# START OF Recorded data

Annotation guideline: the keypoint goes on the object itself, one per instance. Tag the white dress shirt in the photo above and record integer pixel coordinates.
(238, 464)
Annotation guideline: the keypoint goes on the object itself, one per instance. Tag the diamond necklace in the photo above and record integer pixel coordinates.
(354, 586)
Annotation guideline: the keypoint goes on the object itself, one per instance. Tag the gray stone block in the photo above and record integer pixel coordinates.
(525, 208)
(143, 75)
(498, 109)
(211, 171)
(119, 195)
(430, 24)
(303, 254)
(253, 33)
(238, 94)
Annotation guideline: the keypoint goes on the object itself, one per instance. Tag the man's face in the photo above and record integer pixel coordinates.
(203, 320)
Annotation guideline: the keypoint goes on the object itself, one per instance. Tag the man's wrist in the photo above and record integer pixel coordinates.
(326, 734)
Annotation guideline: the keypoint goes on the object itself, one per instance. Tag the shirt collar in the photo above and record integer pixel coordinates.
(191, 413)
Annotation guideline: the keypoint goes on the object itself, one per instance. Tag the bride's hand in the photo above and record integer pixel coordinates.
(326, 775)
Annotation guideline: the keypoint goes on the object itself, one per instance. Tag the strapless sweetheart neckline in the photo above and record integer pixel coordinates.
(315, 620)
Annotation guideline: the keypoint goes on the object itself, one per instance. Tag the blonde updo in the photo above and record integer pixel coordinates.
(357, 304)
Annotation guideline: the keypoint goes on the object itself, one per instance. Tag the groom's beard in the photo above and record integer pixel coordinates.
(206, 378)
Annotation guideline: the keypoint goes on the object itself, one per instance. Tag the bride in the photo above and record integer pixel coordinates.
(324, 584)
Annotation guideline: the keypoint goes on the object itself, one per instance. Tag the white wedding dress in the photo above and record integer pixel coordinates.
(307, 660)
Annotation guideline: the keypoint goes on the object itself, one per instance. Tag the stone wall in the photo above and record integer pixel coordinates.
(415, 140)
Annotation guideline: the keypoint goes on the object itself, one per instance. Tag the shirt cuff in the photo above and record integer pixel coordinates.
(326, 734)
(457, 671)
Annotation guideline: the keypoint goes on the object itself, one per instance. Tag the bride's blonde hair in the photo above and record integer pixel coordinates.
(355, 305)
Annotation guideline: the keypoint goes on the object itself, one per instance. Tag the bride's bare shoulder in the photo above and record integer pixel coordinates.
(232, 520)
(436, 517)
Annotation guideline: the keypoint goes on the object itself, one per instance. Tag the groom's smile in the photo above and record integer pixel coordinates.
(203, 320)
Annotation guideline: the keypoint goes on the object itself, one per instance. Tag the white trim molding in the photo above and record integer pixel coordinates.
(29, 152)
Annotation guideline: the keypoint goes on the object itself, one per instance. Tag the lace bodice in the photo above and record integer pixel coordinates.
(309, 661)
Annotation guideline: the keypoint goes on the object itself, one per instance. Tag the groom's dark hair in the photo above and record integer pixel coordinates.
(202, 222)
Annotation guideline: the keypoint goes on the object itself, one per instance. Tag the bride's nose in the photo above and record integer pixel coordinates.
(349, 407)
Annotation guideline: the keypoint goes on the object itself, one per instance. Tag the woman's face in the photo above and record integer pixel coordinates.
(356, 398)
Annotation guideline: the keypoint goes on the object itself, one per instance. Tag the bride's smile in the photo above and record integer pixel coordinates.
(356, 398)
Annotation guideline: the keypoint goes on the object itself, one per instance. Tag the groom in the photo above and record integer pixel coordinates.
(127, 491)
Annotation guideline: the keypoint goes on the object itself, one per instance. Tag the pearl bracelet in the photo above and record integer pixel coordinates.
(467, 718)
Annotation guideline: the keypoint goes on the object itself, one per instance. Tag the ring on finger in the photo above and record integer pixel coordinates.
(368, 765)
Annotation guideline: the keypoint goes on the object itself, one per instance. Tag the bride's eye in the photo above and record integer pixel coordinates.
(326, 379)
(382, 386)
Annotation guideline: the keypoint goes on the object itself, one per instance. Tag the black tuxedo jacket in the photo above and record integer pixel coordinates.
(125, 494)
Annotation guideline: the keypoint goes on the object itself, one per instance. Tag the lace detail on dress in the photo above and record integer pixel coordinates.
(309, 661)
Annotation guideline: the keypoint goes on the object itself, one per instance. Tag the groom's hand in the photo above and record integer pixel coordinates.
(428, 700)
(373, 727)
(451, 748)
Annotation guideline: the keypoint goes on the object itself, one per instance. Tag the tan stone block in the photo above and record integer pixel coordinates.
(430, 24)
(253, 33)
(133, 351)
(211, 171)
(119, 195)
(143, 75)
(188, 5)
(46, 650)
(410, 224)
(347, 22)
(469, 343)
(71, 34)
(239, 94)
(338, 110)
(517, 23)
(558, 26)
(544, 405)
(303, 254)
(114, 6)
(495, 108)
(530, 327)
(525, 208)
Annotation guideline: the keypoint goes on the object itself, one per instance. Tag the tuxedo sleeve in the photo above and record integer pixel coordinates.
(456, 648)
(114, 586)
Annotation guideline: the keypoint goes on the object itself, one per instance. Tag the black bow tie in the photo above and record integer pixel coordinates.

# END OF Recorded data

*Exercise aim*:
Using the data above, repeat every line exactly.

*The answer*:
Annotation guideline: the keypoint goes on the object itself, one per instance. Tag the white dress shirt in the photo above and record integer pixel coordinates.
(238, 464)
Annotation guideline: the keypoint goes on the object itself, one per instance. Tag the diamond necklace in the photo above and record integer pixel coordinates.
(354, 586)
Annotation guideline: the keypoint goes on the object itself, one per instance. Tag the gray stone block in the photo above and record integer pixel coordinates.
(525, 208)
(143, 75)
(498, 109)
(211, 171)
(119, 195)
(430, 24)
(303, 254)
(253, 33)
(238, 94)
Annotation guideline: the keypoint goes on the object itself, one per instance. Tag the man's face in the photo above and record integer pixel coordinates.
(203, 320)
Annotation guideline: the keypoint goes on the object itself, one per instance. Tag the man's wrist in the photo above and record integer pixel coordinates.
(326, 734)
Annotation guideline: the keypoint goes on the object itself, one per instance. Tag the shirt collar in the photo above and record integer pixel coordinates.
(191, 413)
Annotation guideline: the keypoint goes on the object itself, one per instance. Tag the bride's hand in the photo above and record integer pixel coordinates.
(326, 775)
Annotation guideline: the keypoint goes on the object itself, one per instance. Tag the strapless sweetheart neckline in the photo above and record integer pixel coordinates.
(315, 620)
Annotation guideline: the keypoint goes on the object itself, one per instance. Tag the blonde updo in the photo above and record integer pixel coordinates.
(357, 304)
Annotation guideline: the keypoint goes on the object itself, one per instance. Tag the groom's beard in the photo above and record integer pixel coordinates.
(206, 378)
Annotation guideline: the keypoint goes on the object itself, one per instance. Tag the bride in the photo above and record integer pixel coordinates.
(324, 584)
Annotation guideline: the keypoint goes on the object itself, one per instance. Tag the white wedding dress in the photo above and record integer pixel coordinates.
(307, 660)
Annotation guideline: the keypoint goes on the object itself, one per instance. Tag the stone wall in the photo above and record integer pixel coordinates.
(415, 140)
Annotation guideline: the keypoint goes on the object itself, one per instance. Tag the shirt cuff in the photo above and record integer pixel coordinates.
(326, 734)
(457, 671)
Annotation guideline: the keypoint goes on the object itself, one per instance. Tag the bride's blonde hair in the photo above and record integer pixel coordinates.
(355, 305)
Annotation guideline: the keypoint goes on the object itself, one per instance. Tag the bride's bare shoulder in the photo above and record integer pixel coordinates.
(232, 520)
(436, 517)
Annotation guideline: the keypoint goes on the object itself, one per instance. Tag the groom's smile in the photo above and record integer pixel coordinates.
(203, 320)
Annotation guideline: the keypoint goes on the object itself, one per instance. Tag the white trim molding in the photo above and record integer pixel coordinates.
(29, 152)
Annotation guideline: the keypoint goes on the object itself, one per instance. Tag the lace bodice in the photo above and record integer pixel coordinates.
(309, 661)
Annotation guideline: the keypoint goes on the object itself, one per instance. Tag the groom's dark hair in the photo above and record integer pixel coordinates.
(202, 222)
Annotation guideline: the keypoint goes on the object itself, one per instance. Tag the bride's nose in the photo above and record integer pixel coordinates.
(349, 407)
Annotation guideline: the keypoint goes on the object itself, one per instance. Tag the woman's face in the photo above and record integer pixel coordinates.
(356, 398)
Annotation guideline: the keypoint goes on the object itself, one per instance. Tag the bride's smile in the photo above and record integer pixel coordinates.
(356, 398)
Annotation guideline: the keypoint goes on the object itself, one per instance. Tag the groom in the photo above and record integer pixel coordinates.
(127, 491)
Annotation guideline: the keypoint goes on the object itself, one per instance. Tag the pearl bracelet in the photo above and record integer pixel coordinates.
(467, 718)
Annotation guideline: the keypoint goes on the object itself, one per instance. Tag the ring on finger in the photo above and record integer pixel coordinates.
(368, 765)
Annotation guideline: the keypoint goes on the object itself, one per instance. Tag the bride's eye in the photo above and record integer pixel coordinates.
(326, 379)
(382, 386)
Annotation guideline: the keypoint goes on the object itself, one per instance. Tag the black tuxedo jacket in the photo above and record integer pixel coordinates.
(125, 494)
Annotation guideline: the keypoint goes on the object itself, one per instance. Tag the lace detail on dress in the photo above and record integer pixel coordinates.
(309, 661)
Annotation guideline: the keypoint goes on the object itself, one per instance. Tag the groom's hand in the photo above and record integer pixel coordinates.
(428, 700)
(373, 727)
(451, 748)
Annotation guideline: the keypoint goes on the object itself, one per instance. Tag the tan stone block in the photo above and record integer pixel coordinates.
(430, 24)
(253, 33)
(133, 351)
(211, 171)
(119, 195)
(143, 75)
(188, 5)
(46, 650)
(410, 224)
(347, 22)
(469, 343)
(71, 34)
(239, 94)
(338, 110)
(517, 23)
(558, 26)
(544, 405)
(303, 254)
(114, 6)
(495, 108)
(530, 327)
(525, 208)
Annotation guideline: the keypoint goes on the object itself, one per instance. Tag the tuxedo sleeve in the photo above and record integer pixel coordinates.
(456, 648)
(114, 586)
Annotation guideline: the keypoint goes on the object itself, one per instance. Tag the black bow tie in the photo above and record integer pixel coordinates.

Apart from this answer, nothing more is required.